Task directions:
Exactly and only the lines from the one containing "target | white chair" through the close of the entries below are to be set down.

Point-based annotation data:
※

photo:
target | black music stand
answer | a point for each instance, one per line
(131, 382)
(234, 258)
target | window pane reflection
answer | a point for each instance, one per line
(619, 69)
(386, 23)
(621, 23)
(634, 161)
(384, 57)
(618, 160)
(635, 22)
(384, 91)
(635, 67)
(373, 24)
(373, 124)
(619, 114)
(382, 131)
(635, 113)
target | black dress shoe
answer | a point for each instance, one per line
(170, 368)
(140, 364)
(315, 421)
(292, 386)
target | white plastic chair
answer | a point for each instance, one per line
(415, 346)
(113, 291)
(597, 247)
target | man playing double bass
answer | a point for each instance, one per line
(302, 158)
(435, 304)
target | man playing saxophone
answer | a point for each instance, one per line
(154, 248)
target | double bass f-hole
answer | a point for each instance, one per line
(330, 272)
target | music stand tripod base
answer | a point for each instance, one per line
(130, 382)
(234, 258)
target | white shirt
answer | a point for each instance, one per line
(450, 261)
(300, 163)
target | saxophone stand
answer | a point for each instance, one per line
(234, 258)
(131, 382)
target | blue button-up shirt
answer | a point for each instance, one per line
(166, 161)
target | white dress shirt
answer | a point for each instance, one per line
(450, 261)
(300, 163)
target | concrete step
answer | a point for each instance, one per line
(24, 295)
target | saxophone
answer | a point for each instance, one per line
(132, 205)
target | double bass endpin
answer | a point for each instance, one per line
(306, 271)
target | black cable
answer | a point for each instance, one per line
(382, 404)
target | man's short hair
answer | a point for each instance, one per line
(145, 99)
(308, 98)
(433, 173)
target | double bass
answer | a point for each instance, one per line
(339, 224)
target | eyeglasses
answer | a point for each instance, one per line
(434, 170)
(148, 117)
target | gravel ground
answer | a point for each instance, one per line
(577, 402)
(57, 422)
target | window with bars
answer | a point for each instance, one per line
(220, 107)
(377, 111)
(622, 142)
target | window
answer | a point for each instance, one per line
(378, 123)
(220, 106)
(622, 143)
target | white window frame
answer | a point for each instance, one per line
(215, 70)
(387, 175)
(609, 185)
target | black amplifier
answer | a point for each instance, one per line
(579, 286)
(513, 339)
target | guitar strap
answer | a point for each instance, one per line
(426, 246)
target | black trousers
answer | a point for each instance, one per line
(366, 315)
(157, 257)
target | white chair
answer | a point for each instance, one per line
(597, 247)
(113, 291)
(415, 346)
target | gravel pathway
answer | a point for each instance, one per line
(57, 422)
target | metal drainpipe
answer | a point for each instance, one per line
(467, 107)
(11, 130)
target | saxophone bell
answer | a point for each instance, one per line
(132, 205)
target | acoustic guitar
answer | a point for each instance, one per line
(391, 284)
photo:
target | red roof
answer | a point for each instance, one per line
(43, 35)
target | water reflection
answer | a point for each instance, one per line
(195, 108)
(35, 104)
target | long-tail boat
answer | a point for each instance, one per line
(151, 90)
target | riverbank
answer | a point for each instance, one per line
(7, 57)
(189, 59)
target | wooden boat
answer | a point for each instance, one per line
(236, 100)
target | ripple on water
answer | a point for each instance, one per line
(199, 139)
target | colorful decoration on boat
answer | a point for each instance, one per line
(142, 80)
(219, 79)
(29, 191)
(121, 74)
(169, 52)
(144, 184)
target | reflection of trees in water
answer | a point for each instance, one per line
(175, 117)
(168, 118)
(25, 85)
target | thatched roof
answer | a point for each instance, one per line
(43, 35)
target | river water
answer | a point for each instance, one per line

※

Correct result:
target | white chair
answer | a point for each instance, one per line
(597, 247)
(113, 291)
(415, 346)
target | gravel pathway
answer | a point for each instance, one per line
(57, 422)
target | metal drainpipe
answer | a point for each instance, one per line
(467, 107)
(11, 130)
target | saxophone bell
answer | a point for each instance, one per line
(132, 205)
target | acoustic guitar
answer | a point for each instance, one per line
(391, 284)
photo:
target | red roof
answer | a point for each instance, one per line
(43, 35)
target | water reflection
answer | a point for each instance, one per line
(195, 108)
(35, 104)
target | long-tail boat
answer | a point for each instance, one per line
(151, 90)
target | riverbank
answer | a point for each instance, one per line
(7, 57)
(189, 59)
target | wooden boat
answer | a point for each instance, one per line
(236, 100)
target | ripple on water
answer | a point for each instance, one per line
(199, 139)
target | colorful decoration on boat
answer | a point for each instance, one per line
(142, 80)
(219, 79)
(29, 191)
(121, 74)
(169, 52)
(144, 184)
target | reflection of trees in water
answer | a point for each instance, one per line
(175, 117)
(168, 118)
(25, 85)
target | thatched roof
answer | a point for each instance, one per line
(43, 35)
target | river water
answer | a point for each instance, one per line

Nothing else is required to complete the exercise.